[Entries from a dataset]
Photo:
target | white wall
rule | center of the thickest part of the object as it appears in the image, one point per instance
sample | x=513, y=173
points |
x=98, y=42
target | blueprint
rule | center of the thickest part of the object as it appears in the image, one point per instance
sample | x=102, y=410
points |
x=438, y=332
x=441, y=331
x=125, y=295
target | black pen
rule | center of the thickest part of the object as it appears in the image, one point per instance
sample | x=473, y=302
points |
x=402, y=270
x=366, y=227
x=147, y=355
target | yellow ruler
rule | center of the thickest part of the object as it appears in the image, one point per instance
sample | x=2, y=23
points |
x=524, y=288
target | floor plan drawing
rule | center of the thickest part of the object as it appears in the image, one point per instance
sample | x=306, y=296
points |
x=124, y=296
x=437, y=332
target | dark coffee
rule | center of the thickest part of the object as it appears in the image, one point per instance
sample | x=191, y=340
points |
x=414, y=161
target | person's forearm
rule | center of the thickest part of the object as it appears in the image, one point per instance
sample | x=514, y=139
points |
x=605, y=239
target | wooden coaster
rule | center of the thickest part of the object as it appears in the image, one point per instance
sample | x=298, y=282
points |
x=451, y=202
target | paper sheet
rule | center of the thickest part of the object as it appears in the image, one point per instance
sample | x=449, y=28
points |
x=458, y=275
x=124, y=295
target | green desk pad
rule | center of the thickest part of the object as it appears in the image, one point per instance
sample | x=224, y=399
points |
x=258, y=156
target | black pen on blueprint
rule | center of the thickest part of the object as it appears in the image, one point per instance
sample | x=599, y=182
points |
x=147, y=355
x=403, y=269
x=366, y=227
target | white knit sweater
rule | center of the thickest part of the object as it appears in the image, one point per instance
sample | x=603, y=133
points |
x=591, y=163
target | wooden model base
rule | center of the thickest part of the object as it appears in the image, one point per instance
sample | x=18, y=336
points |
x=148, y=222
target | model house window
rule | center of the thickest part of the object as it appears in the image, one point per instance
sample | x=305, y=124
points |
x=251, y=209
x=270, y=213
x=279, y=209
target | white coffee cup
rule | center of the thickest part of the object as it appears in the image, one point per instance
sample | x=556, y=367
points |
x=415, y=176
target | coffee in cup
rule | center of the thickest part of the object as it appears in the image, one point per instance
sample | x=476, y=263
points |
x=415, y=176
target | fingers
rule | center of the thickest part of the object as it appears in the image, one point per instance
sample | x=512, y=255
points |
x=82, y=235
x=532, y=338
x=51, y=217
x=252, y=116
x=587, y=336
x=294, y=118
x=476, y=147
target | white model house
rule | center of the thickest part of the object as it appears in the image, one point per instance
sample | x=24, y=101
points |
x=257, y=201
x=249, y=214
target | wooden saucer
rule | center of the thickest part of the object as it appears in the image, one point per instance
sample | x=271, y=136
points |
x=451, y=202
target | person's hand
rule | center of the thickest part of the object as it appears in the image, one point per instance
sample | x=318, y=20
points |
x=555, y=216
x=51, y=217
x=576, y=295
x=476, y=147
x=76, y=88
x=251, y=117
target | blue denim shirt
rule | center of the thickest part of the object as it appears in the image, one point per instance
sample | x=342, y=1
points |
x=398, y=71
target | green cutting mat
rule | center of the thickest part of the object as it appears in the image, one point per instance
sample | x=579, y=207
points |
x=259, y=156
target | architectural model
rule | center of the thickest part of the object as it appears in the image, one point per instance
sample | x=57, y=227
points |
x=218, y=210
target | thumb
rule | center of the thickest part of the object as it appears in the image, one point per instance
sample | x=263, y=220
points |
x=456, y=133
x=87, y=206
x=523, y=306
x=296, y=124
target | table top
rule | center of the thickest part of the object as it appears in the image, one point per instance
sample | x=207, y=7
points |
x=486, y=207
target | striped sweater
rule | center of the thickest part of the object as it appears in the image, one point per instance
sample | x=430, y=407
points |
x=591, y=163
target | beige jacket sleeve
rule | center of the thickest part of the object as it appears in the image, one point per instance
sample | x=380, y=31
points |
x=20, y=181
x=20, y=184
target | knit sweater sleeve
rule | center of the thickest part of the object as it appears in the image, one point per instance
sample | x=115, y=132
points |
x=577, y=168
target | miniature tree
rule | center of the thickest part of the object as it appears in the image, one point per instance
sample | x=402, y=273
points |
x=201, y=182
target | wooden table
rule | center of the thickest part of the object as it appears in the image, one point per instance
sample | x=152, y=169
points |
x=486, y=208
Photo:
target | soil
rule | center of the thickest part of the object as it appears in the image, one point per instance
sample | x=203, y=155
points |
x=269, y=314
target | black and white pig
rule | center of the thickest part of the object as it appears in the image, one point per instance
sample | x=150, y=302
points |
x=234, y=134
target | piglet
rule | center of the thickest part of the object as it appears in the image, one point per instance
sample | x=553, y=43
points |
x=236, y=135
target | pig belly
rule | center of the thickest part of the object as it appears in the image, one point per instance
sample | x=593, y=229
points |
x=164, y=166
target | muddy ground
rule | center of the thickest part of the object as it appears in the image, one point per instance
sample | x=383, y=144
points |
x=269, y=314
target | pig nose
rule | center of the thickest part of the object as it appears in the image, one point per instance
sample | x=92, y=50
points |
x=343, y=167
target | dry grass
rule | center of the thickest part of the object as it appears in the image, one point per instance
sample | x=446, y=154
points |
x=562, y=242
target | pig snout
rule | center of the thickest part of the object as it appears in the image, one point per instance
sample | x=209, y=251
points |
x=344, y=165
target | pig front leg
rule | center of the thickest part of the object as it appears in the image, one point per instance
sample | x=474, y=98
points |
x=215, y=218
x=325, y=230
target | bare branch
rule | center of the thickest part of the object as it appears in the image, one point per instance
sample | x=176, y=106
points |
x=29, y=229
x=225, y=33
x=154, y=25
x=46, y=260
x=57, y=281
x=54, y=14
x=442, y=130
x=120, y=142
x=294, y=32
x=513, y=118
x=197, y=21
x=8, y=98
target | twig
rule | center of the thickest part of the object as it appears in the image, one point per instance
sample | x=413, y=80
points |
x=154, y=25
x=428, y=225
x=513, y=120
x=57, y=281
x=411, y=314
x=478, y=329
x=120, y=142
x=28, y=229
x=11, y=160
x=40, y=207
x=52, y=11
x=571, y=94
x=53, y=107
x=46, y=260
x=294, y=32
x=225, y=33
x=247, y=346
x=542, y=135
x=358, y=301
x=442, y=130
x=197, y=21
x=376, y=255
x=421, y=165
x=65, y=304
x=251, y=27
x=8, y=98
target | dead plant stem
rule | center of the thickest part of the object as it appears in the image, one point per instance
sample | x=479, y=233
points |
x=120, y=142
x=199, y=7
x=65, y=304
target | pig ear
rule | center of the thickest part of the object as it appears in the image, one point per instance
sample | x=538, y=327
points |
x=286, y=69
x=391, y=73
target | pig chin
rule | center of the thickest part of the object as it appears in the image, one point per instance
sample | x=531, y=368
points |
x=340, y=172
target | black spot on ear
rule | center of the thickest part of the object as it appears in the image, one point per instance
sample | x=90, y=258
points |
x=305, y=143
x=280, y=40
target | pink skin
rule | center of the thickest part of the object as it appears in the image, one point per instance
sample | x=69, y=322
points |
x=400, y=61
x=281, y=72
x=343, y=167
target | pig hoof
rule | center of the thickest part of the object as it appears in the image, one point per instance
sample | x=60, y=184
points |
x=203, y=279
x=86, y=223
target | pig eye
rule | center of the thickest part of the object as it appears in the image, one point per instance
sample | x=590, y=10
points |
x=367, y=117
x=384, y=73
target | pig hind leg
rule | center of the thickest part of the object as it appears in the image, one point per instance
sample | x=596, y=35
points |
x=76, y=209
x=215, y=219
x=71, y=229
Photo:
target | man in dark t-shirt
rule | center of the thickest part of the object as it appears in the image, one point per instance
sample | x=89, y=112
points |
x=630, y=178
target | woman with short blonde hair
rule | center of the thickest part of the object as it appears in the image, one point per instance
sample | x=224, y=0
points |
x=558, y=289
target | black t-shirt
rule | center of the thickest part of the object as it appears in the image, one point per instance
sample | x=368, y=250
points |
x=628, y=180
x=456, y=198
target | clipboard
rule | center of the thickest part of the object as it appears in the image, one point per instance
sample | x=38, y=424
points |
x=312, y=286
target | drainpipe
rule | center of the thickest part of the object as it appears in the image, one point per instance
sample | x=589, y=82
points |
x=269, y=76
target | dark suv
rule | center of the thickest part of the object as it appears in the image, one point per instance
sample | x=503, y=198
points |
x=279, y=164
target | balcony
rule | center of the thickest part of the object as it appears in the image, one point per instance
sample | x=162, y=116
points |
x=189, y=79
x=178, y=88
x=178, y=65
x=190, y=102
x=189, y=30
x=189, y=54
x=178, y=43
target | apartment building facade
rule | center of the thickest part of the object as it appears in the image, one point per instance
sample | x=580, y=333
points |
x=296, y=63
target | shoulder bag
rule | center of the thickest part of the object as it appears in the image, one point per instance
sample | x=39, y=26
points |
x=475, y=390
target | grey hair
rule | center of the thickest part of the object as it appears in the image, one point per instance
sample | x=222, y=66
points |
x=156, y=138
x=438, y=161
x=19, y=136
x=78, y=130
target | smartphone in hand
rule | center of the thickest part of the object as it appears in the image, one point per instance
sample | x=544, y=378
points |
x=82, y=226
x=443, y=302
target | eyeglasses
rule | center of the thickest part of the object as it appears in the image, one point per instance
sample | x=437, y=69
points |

__Challenge__. Write out everything from "target | fingers" down to "x=249, y=214" again, replacing "model" with "miniature" and changing nothing else.

__Task solution__.
target | fingers
rule | center of the thickest part of the object as it appears in the image, one point per instance
sample | x=512, y=255
points |
x=82, y=235
x=532, y=338
x=51, y=217
x=252, y=116
x=587, y=336
x=294, y=118
x=476, y=147
target | white miniature house
rule | center of the thickest part of the object as it appears in the image, one point per instance
sample | x=24, y=101
points |
x=257, y=201
x=249, y=214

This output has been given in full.